The exercise:
Copy the forum post starting with "I’m working with" and going on through "different than memberships).", and switch "view" to "report".

Quoted passage:

________________________

$group Aggregation in Compass is timing out

James_Hall · June 20, 2020, 9:53pm

I’m working with relatively small (10k documents) database and need to combine collections in an aggregation pipeline. I’m using Compass for this, and it is timing out at a $group stage, but I can’t quite understand the reason.

My goal is to create a view showing the number of paid/free/total memberships, and number of paid/free/total members. (members are different than memberships).

Here is an example of the first doc:
account:

{
_id: '1234566788',
url: 'www.site.com',
memberships: [
     {0: 
         {membershipType: 'free'},
     {1: 
        {membershipType: 'paid'}
]
}

The second doc:
members:

{
_id: 'xxxxxxx',
site: '12345667',       // maps to _id from other doc
stripeInfo: {
    customer: 'xyz'    // This field will not exist if it is a free account
    }
}

… and this is the pipeline:

[
    {
        '$addFields': {
            'total_memberships': {
                '$cond': {
                    'if': {
                        '$isArray': '$memberships'
                    }, 
                    'then': {
                        '$size': '$memberships'
                    }, 
                    'else': 'NA'
                }
            }
        }
    }, {
        '$project': {
            '_id': 1, 
            'url': 1, 
            'memberships': 1, 
            'total_memberships': 1
        }
    }, {
        '$unwind': {
            'path': '$memberships', 
            'preserveNullAndEmptyArrays': True
        }
    }, {
        '$group': {
            '_id': {
                '_id': '$_id', 
                'url': '$url'
            }, 
            'total_memberships': {
                '$sum': 1
            }, 
            'count_of_free_memberships': {
                '$sum': {
                    '$cond': [
                        {
                            '$eq': [
                                '$memberships.membershipType', 'free'
                            ]
                        }, 1, 0
                    ]
                }
            }, 
            'count_of_paid_memberships': {
                '$sum': {
                    '$cond': [
                        {
                            '$eq': [
                                '$memberships.membershipType', 'paid'
                            ]
                        }, 1, 0
                    ]
                }
            }
        }
    }, {
        '$lookup': {                 // connecting to members 
            'from': 'members', 
            'localField': '_id._id', 
            'foreignField': 'site', 
            'as': 'members'
        }
    }, {
        '$unwind': {
            'path': '$members', 
            'preserveNullAndEmptyArrays': True
        }
    }, {
        '$addFields': {
            'is_paid_member': {
                'stripeInfo': {
                    'customer': {
                        '$ifNull': [
                            1, 0
                        ]
                    }
                }
            }, 
            'is_free_member': {
                'stripeInfo': {
                    'customer': {
                        '$ifNull': [
                            0, 1
                        ]
                    }
                }
            }
        }
    }, {
        '$project': {                 // cleaning up/ flatening output
            '_id': '$_id._id', 
            'url': '$_id.url', 
            'total_memberships': 1, 
            'count_of_free_memberships': 1, 
            'count_of_paid_memberships': 1, 
            'is_paid_member': '$is_paid_member.stripeInfo.customer', 
            'is_free_member': '$is_free_member.stripeInfo.customer'
        }
    }, 

/* **This group is where the pipeline is timing out** */
{
        '$group': {
            '_id': {
                '_id': '$_id', 
                'url': '$url', 
                'count_of_free_memberships': '$count_of_free_memberships', 
                'count_of_paid_memberships': '$count_of_paid_memberships', 
                'total_memberships': '$total_memberships'
            }, 
            'free_members': {
                '$sum': '$is_free_member'
            }, 
            'paid_members': {
                '$sum': '$is_paid_member'
            }, 
            'total_members': {
                '$sum': 1
            }
        }
    }, {
        '$project': {
            '_id': '$_id._id', 
            'url': '$_id.url', 
            'free_memberships': '$_id.count_of_free_memberships', 
            'paid_memberships': '$_id.count_of_paid_memberships', 
            'total_memberships': '$_id.total_memberships', 
            'free_members': 1, 
            'paid_members': 1, 
            'total_members': 1
        }
    }, {}
]

This Aggregation pipelinen will run if I limit the input to 1000, or increase the max time from 5000 to 20000, but otherwise will throw :

error in $cursor stage ::caused by:: operator exceeded time limit

I appreciate any advice in optimizing this aggregation pipeline.

________________________

Data shown:
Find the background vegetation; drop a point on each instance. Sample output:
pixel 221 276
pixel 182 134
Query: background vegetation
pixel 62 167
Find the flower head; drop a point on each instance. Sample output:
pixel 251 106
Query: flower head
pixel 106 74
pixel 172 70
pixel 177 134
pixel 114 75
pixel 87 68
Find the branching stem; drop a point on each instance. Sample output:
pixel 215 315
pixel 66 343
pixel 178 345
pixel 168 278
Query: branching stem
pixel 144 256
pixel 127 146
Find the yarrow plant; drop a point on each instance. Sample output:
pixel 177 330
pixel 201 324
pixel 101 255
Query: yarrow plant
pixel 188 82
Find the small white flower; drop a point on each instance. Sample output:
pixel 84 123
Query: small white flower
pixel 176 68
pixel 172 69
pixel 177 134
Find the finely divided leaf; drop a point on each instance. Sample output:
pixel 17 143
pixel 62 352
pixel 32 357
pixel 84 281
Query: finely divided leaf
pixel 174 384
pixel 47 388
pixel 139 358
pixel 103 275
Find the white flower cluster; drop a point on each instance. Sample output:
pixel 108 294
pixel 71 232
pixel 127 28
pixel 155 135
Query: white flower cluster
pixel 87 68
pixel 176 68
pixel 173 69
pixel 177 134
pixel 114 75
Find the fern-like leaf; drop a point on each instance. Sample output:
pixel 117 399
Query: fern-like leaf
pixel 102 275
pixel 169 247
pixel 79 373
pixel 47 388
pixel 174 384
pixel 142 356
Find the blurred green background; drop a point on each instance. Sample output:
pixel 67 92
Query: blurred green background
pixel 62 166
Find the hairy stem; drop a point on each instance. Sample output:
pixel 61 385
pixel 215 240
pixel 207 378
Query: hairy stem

________________________

Exercise solution:
I’m working with relatively small (10k documents) database and need to combine collections in an aggregation pipeline. I’m using Compass for this, and it is timing out at a $group stage, but I can’t quite understand the reason.

My goal is to create a report showing the number of paid/free/total memberships, and number of paid/free/total members. (members are different than memberships).